**Exercise task:** In the listing below, replace "pale sky" with "overcast sky" in the lines from the line with "obj=dry grass field" up to and including the line with "[42,51,45,54]", and give only those lines, leaving everything else unchanged.

>>>>>

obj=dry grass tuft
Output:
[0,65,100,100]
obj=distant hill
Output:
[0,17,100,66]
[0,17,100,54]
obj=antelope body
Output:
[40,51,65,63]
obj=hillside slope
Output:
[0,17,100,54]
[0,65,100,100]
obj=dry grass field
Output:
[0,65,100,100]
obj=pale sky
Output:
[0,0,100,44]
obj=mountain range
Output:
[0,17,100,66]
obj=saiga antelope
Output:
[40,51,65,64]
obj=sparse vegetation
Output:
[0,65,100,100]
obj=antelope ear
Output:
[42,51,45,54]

<<<<<
>>>>>

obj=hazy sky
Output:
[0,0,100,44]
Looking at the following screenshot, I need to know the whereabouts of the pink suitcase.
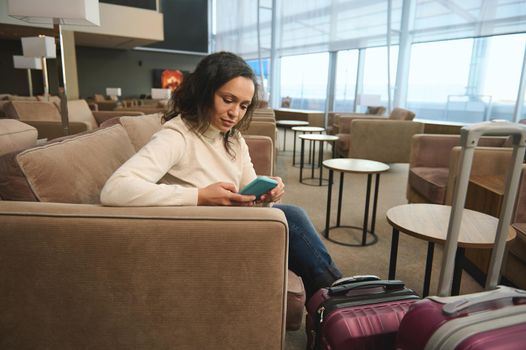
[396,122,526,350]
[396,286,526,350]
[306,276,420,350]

<<<<<
>>>>>

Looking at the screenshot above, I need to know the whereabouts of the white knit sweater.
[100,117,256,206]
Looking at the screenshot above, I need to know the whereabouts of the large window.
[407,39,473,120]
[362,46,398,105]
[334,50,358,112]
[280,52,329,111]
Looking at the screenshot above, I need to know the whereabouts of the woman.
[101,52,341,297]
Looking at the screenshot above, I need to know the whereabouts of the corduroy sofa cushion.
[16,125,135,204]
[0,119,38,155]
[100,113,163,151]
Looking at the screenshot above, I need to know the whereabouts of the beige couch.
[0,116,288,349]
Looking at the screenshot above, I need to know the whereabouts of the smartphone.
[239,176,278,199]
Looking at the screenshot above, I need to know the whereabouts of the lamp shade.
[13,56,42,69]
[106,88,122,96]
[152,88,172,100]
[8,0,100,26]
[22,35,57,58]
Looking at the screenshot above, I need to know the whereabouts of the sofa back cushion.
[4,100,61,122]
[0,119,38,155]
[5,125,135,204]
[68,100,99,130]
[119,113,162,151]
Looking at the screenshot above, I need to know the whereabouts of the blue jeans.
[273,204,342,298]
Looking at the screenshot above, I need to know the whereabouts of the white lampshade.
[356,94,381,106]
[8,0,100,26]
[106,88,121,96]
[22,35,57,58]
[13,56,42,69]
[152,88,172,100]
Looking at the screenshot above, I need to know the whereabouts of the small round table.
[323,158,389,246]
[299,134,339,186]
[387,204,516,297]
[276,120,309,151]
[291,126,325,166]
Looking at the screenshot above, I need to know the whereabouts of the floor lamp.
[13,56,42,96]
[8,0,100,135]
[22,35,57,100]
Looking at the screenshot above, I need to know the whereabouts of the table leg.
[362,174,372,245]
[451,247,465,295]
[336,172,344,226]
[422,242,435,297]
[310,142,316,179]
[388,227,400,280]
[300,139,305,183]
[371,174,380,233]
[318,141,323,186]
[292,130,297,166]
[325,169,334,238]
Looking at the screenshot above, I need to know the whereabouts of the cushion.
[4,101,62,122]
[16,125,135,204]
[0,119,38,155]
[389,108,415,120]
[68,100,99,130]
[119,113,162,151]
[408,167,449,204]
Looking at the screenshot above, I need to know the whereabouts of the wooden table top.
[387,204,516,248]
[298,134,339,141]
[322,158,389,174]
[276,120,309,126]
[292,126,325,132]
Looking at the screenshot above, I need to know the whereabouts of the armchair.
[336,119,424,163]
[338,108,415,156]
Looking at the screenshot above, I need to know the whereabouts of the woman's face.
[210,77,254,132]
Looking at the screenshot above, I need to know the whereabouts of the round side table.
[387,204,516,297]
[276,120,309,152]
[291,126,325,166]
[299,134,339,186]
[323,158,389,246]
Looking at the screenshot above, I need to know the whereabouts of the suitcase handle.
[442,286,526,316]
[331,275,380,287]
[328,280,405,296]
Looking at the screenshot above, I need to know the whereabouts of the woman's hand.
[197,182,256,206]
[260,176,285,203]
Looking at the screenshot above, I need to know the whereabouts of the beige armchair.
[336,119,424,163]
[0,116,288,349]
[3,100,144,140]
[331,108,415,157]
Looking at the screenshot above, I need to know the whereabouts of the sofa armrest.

<<<<<

**Result:**
obj=dry grass field
Output:
[0,65,100,100]
obj=overcast sky
Output:
[0,0,100,44]
obj=mountain range
Output:
[0,17,100,66]
obj=saiga antelope
Output:
[40,51,65,64]
obj=sparse vegetation
Output:
[0,65,100,100]
obj=antelope ear
Output:
[42,51,45,54]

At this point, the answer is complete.